(Annotation data based on points)
========================================
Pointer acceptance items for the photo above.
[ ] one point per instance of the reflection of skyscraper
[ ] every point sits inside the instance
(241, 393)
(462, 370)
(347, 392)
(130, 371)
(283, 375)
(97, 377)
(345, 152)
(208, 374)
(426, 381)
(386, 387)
========================================
▶ _STATED GOAL_: Collect each line of the records above that contains the word "instance".

▶ _THE RESPONSE_:
[ ] one point per instance of the reflection of skyscraper
[ ] every point sits inside the instance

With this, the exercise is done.